[Stored data]
■ ■ ■ ■ ■ ■ ■

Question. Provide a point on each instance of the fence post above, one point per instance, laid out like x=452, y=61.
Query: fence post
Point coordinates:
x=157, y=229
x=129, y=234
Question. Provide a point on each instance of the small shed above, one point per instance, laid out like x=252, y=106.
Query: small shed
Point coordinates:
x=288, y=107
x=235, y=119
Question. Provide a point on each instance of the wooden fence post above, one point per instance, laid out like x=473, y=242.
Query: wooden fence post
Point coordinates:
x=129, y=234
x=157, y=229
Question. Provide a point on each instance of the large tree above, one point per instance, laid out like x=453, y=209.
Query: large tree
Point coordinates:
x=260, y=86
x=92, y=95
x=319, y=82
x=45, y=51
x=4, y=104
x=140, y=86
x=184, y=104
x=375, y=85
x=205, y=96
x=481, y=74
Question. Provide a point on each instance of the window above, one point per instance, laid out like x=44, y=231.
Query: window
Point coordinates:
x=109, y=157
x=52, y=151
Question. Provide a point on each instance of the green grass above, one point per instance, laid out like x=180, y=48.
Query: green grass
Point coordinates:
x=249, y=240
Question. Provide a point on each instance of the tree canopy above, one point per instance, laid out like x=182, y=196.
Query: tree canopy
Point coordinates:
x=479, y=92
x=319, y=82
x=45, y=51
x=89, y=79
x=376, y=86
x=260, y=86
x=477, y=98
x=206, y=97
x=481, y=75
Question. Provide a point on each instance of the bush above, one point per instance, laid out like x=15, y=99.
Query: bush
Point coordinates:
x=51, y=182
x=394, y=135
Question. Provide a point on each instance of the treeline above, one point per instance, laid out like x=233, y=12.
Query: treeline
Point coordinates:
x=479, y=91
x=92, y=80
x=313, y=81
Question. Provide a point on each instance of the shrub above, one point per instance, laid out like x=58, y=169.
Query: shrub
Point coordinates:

■ ■ ■ ■ ■ ■ ■

## [EXERCISE AIM]
Copy the entire listing above line for line, with no changes.

## [WRITTEN ANSWER]
Question. Provide a point on each instance of the fence post above, one point per instance, laid out like x=452, y=61.
Query: fence post
Point coordinates:
x=157, y=229
x=129, y=234
Question. Provide a point on each instance of the small shed above, one point per instance, laid out like x=252, y=106.
Query: small shed
Point coordinates:
x=288, y=107
x=235, y=119
Question. Provide a point on each instance of the wooden fence post above, one point per instance, laid out like x=473, y=242.
Query: wooden fence post
Point coordinates:
x=129, y=234
x=157, y=229
Question. Provide a point on each instance of the large tree above, one point per instance, laid out like x=453, y=209.
Query: large tree
Point coordinates:
x=260, y=86
x=92, y=95
x=319, y=82
x=45, y=51
x=4, y=104
x=140, y=86
x=184, y=104
x=375, y=85
x=205, y=96
x=481, y=74
Question. Provide a point on each instance of the window above, one point per instance, laid out like x=44, y=231.
Query: window
Point coordinates:
x=109, y=157
x=52, y=151
Question. Provide a point on each instance of the green grass above, one point per instance, laid out like x=180, y=48.
Query: green grass
Point coordinates:
x=249, y=240
Question. Provide a point on each instance of the tree canopy above, one point per instance, laid out like x=182, y=196.
Query: tree canopy
Point coordinates:
x=479, y=92
x=319, y=82
x=45, y=51
x=89, y=79
x=376, y=86
x=260, y=86
x=477, y=98
x=206, y=97
x=481, y=75
Question. Provide a point on each instance of the bush above, one point per instance, laid out like x=15, y=99.
Query: bush
Point coordinates:
x=51, y=182
x=394, y=135
Question. Provide a point on each instance of the treeline above, one point per instance, laid out like x=233, y=12.
Query: treeline
Point coordinates:
x=479, y=91
x=92, y=80
x=313, y=81
Question. Provide a point on each instance of the shrub above, one point per instance, laid out like x=58, y=169.
Query: shrub
Point coordinates:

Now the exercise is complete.